__STATED PROBLEM__: The required output is the exact sequence of lines from the line holding "Please indicate the white plate" to the end of the records, inclusive.

-- start --

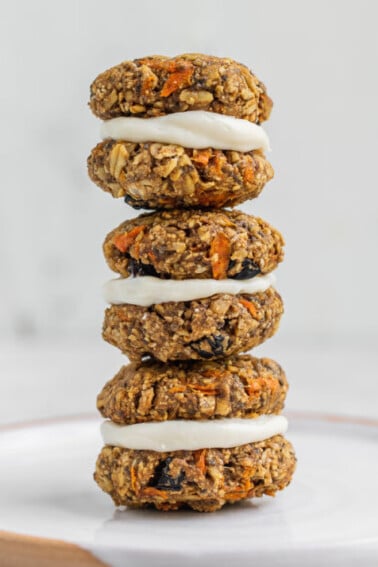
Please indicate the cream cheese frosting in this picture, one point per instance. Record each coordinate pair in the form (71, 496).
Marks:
(149, 290)
(192, 129)
(190, 435)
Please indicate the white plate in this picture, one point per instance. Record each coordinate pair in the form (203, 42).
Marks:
(328, 516)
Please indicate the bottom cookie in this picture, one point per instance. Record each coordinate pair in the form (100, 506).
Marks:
(204, 480)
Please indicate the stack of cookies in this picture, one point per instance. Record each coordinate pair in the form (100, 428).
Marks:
(190, 421)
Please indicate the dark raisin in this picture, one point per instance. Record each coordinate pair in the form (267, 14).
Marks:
(163, 481)
(249, 270)
(215, 343)
(135, 204)
(136, 268)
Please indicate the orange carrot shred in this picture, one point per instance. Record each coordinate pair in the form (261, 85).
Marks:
(179, 77)
(200, 460)
(176, 389)
(123, 241)
(249, 174)
(212, 372)
(148, 82)
(202, 156)
(220, 255)
(133, 477)
(251, 308)
(209, 389)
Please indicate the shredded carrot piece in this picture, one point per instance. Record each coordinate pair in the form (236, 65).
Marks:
(241, 491)
(217, 162)
(220, 256)
(251, 308)
(177, 389)
(134, 478)
(179, 77)
(209, 389)
(249, 174)
(212, 372)
(151, 491)
(200, 460)
(256, 386)
(152, 256)
(202, 156)
(148, 82)
(153, 63)
(123, 241)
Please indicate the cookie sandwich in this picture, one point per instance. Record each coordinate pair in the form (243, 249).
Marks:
(194, 434)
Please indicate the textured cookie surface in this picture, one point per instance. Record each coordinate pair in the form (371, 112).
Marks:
(184, 244)
(240, 386)
(203, 329)
(205, 480)
(160, 176)
(157, 85)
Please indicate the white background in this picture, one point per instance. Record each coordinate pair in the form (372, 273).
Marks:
(319, 62)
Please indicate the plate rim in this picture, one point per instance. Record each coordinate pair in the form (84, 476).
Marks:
(35, 547)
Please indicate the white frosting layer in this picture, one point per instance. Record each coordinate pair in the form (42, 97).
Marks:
(192, 129)
(148, 290)
(190, 435)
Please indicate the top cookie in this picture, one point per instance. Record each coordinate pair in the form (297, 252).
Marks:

-- end --

__ANSWER TO THIS EXERCISE__:
Please indicate the white plate in this picture, one point per instance. Record each coordinate pair in the form (203, 42).
Marks:
(328, 516)
Please indicate the bottom cookie in this picture, one point per instance. Record each coordinate pair in the form (100, 506).
Marks:
(204, 480)
Please indicate the stack of cookies in this picture, one point per instance. Record each coordinate pair in the form (100, 428).
Marks:
(190, 421)
Please indicate the dark raisin in this picture, one point per instance. Record each coordinate pair in the form (267, 14).
Marks:
(163, 481)
(249, 270)
(215, 343)
(135, 204)
(136, 268)
Please indicate the orange carrot shred in this picture, one point per instance. Record each coordinate pair in the form (261, 85).
Marks:
(179, 77)
(200, 460)
(176, 389)
(123, 241)
(249, 174)
(212, 372)
(148, 82)
(202, 156)
(220, 255)
(133, 477)
(251, 308)
(209, 389)
Please indicate the shredded carrot piece in this picture, one point per instance. Record each coordinate pair in the form (236, 65).
Marks:
(241, 491)
(217, 162)
(220, 256)
(251, 308)
(177, 389)
(134, 478)
(179, 77)
(209, 389)
(249, 174)
(212, 372)
(151, 491)
(200, 460)
(256, 386)
(152, 256)
(202, 156)
(148, 82)
(153, 63)
(123, 241)
Please indicate the cookie sandwich in this picture, one point per instance. Record each coordinate pair in the form (243, 249).
Marks:
(194, 434)
Please indicate the textured cookie surface in this picture, one point per instance. Record each coordinate pair in the form (371, 112).
Marks:
(184, 244)
(240, 386)
(203, 329)
(205, 480)
(160, 176)
(157, 85)
Please indicate the white background in this picture, one point per instance. Record each coordinate pair in the form (372, 273).
Marks:
(319, 62)
Please indicate the plate rim in this picture, one point per instance. Record each coordinate pair in the form (84, 476).
Marks:
(35, 547)
Please indicate the white frosting layer in this picture, one point per instance. Record each coordinate pair in the form (42, 97).
Marks:
(192, 129)
(148, 290)
(190, 435)
Please indicate the top cookie in this picture, one point per instance. Record each coordinate pair in the form (297, 252).
Marks:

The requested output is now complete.